## ACTIVITY
Your task is to print each entry exactly as written.
─── MATERIAL FOR THIS TASK ───
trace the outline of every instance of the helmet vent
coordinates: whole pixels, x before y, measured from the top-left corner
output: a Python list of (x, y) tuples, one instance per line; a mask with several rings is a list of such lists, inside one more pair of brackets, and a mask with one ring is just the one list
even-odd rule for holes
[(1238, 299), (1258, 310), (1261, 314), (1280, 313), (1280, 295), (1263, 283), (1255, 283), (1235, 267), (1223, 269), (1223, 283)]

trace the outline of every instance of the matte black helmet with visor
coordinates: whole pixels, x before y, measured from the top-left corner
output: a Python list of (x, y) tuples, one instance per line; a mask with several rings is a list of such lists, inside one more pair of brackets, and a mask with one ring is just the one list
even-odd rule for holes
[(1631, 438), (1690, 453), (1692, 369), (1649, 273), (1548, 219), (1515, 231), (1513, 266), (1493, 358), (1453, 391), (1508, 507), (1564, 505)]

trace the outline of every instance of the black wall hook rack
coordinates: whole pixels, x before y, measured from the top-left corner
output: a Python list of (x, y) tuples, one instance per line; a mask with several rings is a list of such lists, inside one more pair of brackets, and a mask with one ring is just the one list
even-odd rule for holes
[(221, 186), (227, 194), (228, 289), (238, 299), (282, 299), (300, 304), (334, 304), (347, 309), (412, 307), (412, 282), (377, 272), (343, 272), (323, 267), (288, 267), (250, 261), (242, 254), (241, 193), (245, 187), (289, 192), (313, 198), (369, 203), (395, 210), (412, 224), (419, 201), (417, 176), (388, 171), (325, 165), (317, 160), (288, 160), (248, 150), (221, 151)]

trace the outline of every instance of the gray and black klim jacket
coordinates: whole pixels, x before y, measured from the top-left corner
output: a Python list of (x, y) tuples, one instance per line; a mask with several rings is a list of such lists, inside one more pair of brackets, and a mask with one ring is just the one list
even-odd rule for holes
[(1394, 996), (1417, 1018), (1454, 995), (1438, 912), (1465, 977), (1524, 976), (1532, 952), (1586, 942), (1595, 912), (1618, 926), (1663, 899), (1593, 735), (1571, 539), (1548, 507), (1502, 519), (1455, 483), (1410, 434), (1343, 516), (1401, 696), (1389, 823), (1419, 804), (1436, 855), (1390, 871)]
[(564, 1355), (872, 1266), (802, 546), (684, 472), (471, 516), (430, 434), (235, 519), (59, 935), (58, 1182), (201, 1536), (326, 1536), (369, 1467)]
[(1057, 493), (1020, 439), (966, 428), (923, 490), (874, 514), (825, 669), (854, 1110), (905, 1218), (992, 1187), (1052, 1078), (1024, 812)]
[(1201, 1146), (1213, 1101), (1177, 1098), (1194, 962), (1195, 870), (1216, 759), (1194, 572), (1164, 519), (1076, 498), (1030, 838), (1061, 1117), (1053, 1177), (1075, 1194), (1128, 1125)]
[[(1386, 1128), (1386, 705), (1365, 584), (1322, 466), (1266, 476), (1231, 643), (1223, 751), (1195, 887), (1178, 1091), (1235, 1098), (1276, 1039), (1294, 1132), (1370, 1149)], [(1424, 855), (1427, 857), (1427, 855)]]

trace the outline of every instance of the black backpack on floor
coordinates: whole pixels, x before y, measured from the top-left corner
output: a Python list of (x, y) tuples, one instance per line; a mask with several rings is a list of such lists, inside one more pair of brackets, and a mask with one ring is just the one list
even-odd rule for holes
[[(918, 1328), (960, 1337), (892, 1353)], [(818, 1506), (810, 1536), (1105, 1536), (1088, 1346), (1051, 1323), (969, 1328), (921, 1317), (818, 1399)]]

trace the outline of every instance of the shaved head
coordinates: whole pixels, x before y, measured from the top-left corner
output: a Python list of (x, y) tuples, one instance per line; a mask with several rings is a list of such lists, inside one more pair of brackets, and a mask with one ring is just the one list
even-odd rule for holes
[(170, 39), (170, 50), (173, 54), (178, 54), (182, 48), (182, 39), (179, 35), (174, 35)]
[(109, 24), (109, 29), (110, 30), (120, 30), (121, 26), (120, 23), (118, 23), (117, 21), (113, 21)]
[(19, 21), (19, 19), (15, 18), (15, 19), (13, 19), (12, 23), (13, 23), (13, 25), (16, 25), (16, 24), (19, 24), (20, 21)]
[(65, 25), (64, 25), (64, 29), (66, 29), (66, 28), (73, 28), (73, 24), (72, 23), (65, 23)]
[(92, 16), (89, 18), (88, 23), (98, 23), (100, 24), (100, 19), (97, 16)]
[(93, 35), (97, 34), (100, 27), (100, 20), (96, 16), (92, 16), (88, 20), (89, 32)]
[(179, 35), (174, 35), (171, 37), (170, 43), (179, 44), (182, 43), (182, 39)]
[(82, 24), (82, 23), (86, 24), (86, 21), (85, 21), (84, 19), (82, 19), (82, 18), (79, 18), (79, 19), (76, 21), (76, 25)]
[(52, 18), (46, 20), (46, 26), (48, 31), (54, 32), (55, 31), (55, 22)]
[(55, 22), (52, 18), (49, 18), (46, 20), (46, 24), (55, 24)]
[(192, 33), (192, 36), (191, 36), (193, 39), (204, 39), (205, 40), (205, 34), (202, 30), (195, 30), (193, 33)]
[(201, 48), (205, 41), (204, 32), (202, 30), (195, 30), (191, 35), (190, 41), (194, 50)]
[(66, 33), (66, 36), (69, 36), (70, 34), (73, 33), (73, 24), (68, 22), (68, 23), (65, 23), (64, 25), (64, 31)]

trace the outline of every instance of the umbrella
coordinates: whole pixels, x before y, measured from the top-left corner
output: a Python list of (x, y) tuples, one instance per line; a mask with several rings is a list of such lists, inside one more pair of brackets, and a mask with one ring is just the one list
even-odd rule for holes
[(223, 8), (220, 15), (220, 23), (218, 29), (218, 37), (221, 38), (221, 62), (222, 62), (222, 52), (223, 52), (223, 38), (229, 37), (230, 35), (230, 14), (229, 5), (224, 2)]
───
## ANSWER SECTION
trace the outline of every instance of the helmet vent
coordinates: whole pixels, x before y, measured from the top-left corner
output: a Python list of (x, y) tuples, one instance per line; a mask with several rings is a list of such lists, inside one more pair of brackets, and a mask with one ring is just the one list
even-odd rule for holes
[(1238, 299), (1258, 310), (1261, 314), (1280, 313), (1280, 295), (1263, 283), (1255, 283), (1235, 267), (1223, 269), (1223, 283)]

trace the outline of every instance of the matte black helmet with visor
coordinates: whole pixels, x before y, measured from the top-left corner
output: a Python list of (x, y) tuples, one instance per line; a mask with several rings is a list of such lists, inside one more pair of brackets, and a mask with one ring is just the one list
even-odd rule for holes
[(1631, 438), (1690, 453), (1692, 369), (1649, 273), (1548, 219), (1515, 231), (1513, 266), (1493, 358), (1453, 391), (1508, 507), (1564, 505)]

trace the outline of every instance of the black wall hook rack
coordinates: whole pixels, x before y, measured from the top-left corner
output: a Python list of (x, y) tuples, one instance per line; a mask with several rings is a list of such lists, inside one more pair of brackets, and a mask with one ring is just the one list
even-odd rule for holes
[(221, 186), (227, 194), (228, 289), (238, 299), (282, 299), (300, 304), (334, 304), (347, 309), (412, 307), (412, 282), (377, 272), (343, 272), (323, 267), (288, 267), (250, 261), (242, 254), (241, 193), (245, 187), (289, 192), (313, 198), (369, 203), (395, 210), (412, 224), (419, 201), (417, 176), (388, 171), (325, 165), (317, 160), (288, 160), (248, 150), (221, 151)]

trace the outline of every instance of the gray and black klim jacket
coordinates: whole pixels, x before y, measured from the top-left corner
output: a Python list of (x, y) tuples, one instance per line; a mask with several rings is a list of such lists, inside one more pair of brackets, and a mask with one ring is just the one list
even-odd rule for holes
[(1394, 996), (1417, 1018), (1454, 995), (1438, 912), (1465, 977), (1524, 976), (1532, 952), (1586, 942), (1595, 912), (1618, 926), (1663, 899), (1593, 735), (1571, 539), (1548, 507), (1502, 519), (1455, 483), (1410, 434), (1343, 516), (1401, 696), (1389, 823), (1419, 804), (1436, 855), (1390, 871)]
[(564, 1355), (872, 1266), (802, 546), (684, 472), (471, 516), (430, 434), (235, 519), (59, 935), (58, 1182), (201, 1536), (326, 1536), (369, 1467)]
[(1057, 493), (1020, 439), (966, 428), (923, 490), (874, 514), (825, 669), (854, 1110), (905, 1218), (992, 1187), (1052, 1078), (1024, 812)]
[(1201, 1146), (1213, 1101), (1177, 1098), (1194, 962), (1195, 870), (1216, 759), (1194, 572), (1164, 519), (1076, 498), (1030, 838), (1061, 1117), (1053, 1177), (1075, 1194), (1128, 1125)]
[[(1386, 1128), (1386, 705), (1365, 584), (1322, 466), (1266, 476), (1231, 643), (1223, 751), (1195, 887), (1178, 1091), (1235, 1098), (1276, 1039), (1294, 1132), (1370, 1149)], [(1424, 855), (1427, 857), (1427, 855)]]

trace the outline of every instance of the black backpack on floor
coordinates: whole pixels, x before y, measured from the top-left corner
output: a Python list of (x, y) tuples, one instance per line; a mask with several rings is a list of such lists, inside one more pair of brackets, and a mask with one ring is just the one list
even-odd rule for holes
[[(918, 1328), (960, 1337), (892, 1353)], [(818, 1506), (810, 1536), (1105, 1536), (1088, 1346), (1051, 1323), (969, 1328), (921, 1317), (818, 1399)]]

trace the outline of every instance of the shaved head
coordinates: whole pixels, x before y, measured from the top-left corner
output: a Python list of (x, y) tuples, one instance per line; a mask with several rings is a list of such lists, inside one more pair of brackets, and a mask with one ring is just the one list
even-odd rule for holes
[(170, 39), (170, 50), (173, 54), (178, 54), (182, 48), (182, 39), (179, 35), (174, 35)]
[(109, 24), (109, 29), (110, 30), (120, 30), (121, 26), (120, 23), (118, 23), (117, 21), (113, 21)]
[(19, 21), (19, 19), (15, 18), (15, 19), (13, 19), (12, 23), (13, 23), (13, 25), (16, 25), (16, 24), (19, 24), (20, 21)]
[(65, 25), (64, 25), (64, 29), (66, 29), (66, 28), (73, 28), (73, 24), (72, 23), (65, 23)]
[(92, 16), (89, 18), (88, 23), (98, 23), (100, 24), (100, 19), (97, 16)]
[(93, 35), (97, 34), (100, 27), (100, 20), (96, 16), (92, 16), (88, 20), (89, 32)]
[(179, 35), (174, 35), (171, 37), (170, 43), (179, 44), (182, 43), (182, 39)]
[(82, 24), (82, 23), (86, 24), (86, 21), (85, 21), (84, 19), (82, 19), (82, 18), (79, 18), (79, 19), (76, 21), (76, 25)]
[(52, 18), (46, 20), (46, 26), (48, 31), (54, 32), (55, 31), (55, 22)]
[(55, 22), (52, 18), (49, 18), (46, 20), (46, 24), (55, 24)]
[(192, 33), (192, 36), (191, 36), (193, 39), (204, 39), (205, 40), (205, 34), (202, 30), (195, 30), (193, 33)]
[(201, 48), (205, 41), (204, 32), (202, 30), (195, 30), (191, 35), (190, 41), (194, 50)]
[(66, 33), (66, 36), (69, 36), (70, 34), (73, 33), (73, 24), (68, 22), (68, 23), (65, 23), (64, 25), (64, 31)]

trace the outline of every instance of the umbrella
coordinates: whole pixels, x before y, measured from the top-left corner
output: a Python list of (x, y) tuples, one instance per line; a mask with several rings is a list of such lists, inside one more pair of brackets, and a mask with one ring is just the one list
even-odd rule for holes
[(223, 8), (220, 15), (220, 23), (218, 29), (218, 37), (221, 38), (221, 62), (222, 62), (222, 52), (223, 52), (223, 38), (229, 37), (230, 35), (230, 14), (229, 5), (224, 2)]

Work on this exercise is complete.